There exists a very localized optimal region of parameters where $\mathcal{L}$ is maximal (close to 1), which is found in the vicinity of small perturbations and small relative cutoff radii (Figure 6A). We expected a more broad distribution at vanishing degrees of distortion, which is, in fact, observable once the results from the bcc prototype structure are removed (Figure 6B). This is a reflection of the well-known issue that, in the bcc structure, second nearest neighbors are close to nearest neighbors (cf., Mickel et al. (2013) and Figure 5). As a result, the bcc issue sets certain limits to using a global tolerance for successful neighbor finding.

FIGURE 6

Figure 6. Likelihood, $\mathcal{L}$, to successfully identify the correct structural motif in any one of the five prototype structures (diamond, cubic, bcc, fcc, and hcp) with varying degree of relative distortion, σ_ES/d_id, and varying relative cutoff radius, r_cut/d_id, for finding bonded nearest neighbors: (A) all structures and (B) without bcc structure.

3. Results

We now apply the validated order parameters based structure motif recognition criteria and the order parameters themselves (as a degree of perfect-motif resemblance) to automatically find structure motifs in a large materials database (Jain et al., 2013), determine interstitials (Broberg et al., 2016), and analyze the coordination environment along solid-state jump-diffusion paths (Rong et al., 2015).

3.1. Motif Recognition in Materials Project Database

We aim to apply our structure-motif recognition approach on the entire Materials Project (Jain et al., 2013) database, which currently contains over 67,000 inorganic materials.¹ The bulk of Materials Project’s (MP’s) database has originated (Jain et al., 2013) from the Inorganic Crystal Structure Database (Bergerhoff et al., 1983; Belsky et al., 2002). Prior to dissemination, structures are relaxed with electronic density functional theory (Hohenberg and Kohn, 1964; Kohn and Sham, 1965), typically using the Vienna ab initio Simulation Package (VASP (Kresse and Hafner, 1993)) in the generalized gradient approximation (GGA) with + U corrections for transition metal oxides.

* [Listed entries]:

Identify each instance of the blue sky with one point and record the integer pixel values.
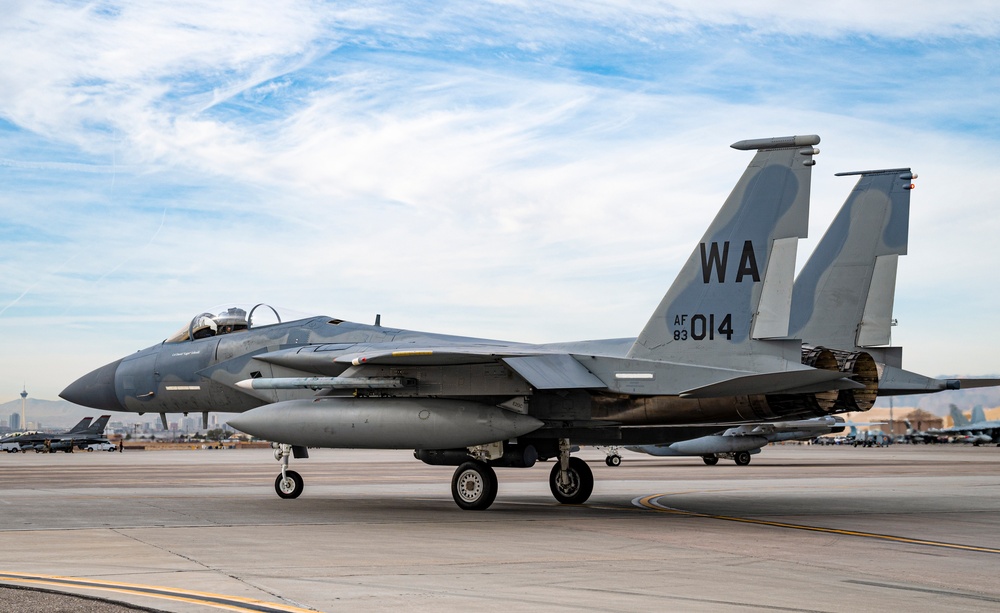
(500, 169)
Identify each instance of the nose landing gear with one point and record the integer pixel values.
(289, 483)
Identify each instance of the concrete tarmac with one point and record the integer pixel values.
(802, 528)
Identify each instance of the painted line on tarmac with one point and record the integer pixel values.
(218, 601)
(652, 503)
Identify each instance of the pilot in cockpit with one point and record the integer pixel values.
(233, 319)
(203, 327)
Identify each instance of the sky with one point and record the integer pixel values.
(526, 171)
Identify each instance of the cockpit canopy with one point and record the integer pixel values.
(229, 320)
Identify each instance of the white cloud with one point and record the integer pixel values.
(455, 171)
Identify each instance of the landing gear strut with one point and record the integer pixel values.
(571, 480)
(289, 483)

* [Exercise objective]:
Reproduce the passage on structure-motif recognition between "There exists a" and "successful neighbor finding.", inclusive. The lines have no connection to the passage on structure-motif recognition.

* [Answer below]:
There exists a very localized optimal region of parameters where $\mathcal{L}$ is maximal (close to 1), which is found in the vicinity of small perturbations and small relative cutoff radii (Figure 6A). We expected a more broad distribution at vanishing degrees of distortion, which is, in fact, observable once the results from the bcc prototype structure are removed (Figure 6B). This is a reflection of the well-known issue that, in the bcc structure, second nearest neighbors are close to nearest neighbors (cf., Mickel et al. (2013) and Figure 5). As a result, the bcc issue sets certain limits to using a global tolerance for successful neighbor finding.